Start of SUPPLIED RECORDS

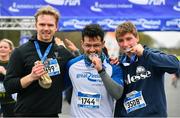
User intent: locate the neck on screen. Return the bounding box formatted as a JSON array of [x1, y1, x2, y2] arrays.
[[0, 55, 9, 62]]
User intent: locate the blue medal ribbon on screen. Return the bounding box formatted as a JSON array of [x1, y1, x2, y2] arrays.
[[34, 41, 53, 63], [121, 54, 138, 66]]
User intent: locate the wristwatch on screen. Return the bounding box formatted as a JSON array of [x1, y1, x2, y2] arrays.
[[98, 68, 105, 74]]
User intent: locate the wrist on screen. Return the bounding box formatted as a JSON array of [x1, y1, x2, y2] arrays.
[[72, 49, 81, 56], [28, 74, 36, 82], [98, 68, 105, 74], [2, 71, 6, 75]]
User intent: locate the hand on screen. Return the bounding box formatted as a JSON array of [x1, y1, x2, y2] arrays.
[[89, 54, 103, 71], [64, 38, 78, 52], [30, 61, 47, 81], [55, 37, 66, 47], [0, 66, 6, 75], [110, 57, 119, 65], [129, 44, 144, 56]]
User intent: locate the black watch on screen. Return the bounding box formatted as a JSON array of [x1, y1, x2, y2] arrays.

End of SUPPLIED RECORDS

Would you please give the material above again, unchanged but without pictures?

User intent: locate the neck on screen. Return the bounding box formatted as a JSON array of [x1, y1, x2, y2] arrays.
[[0, 55, 9, 62]]
User intent: locate the blue medal ribbon on screen. Return the bounding box formatted as a JSON array of [x1, y1, x2, y2] arrays.
[[34, 41, 53, 63], [121, 54, 138, 66]]
User intent: locate the wristwatch on screen. Return the bounding box formatted as a JSON array of [x1, y1, x2, y2] arrays.
[[98, 68, 105, 74]]
User intent: locate the wrist on screen. Return the bounding box formatted as a JSON array of [x1, y1, x2, y2] arrays.
[[72, 49, 81, 56], [28, 74, 36, 82], [98, 68, 105, 74], [2, 71, 6, 75]]
User intent: locate the hand on screen. Return the bounding box formatted as a JSON array of [x1, y1, x2, y2] arrays.
[[89, 54, 103, 71], [64, 38, 78, 52], [30, 61, 47, 81], [55, 37, 66, 47], [0, 66, 6, 75], [110, 57, 119, 65], [129, 44, 144, 56]]
User intent: locate the black watch on screen. Return the bounding box formatted as a JSON array of [x1, y1, x2, y2] arrays.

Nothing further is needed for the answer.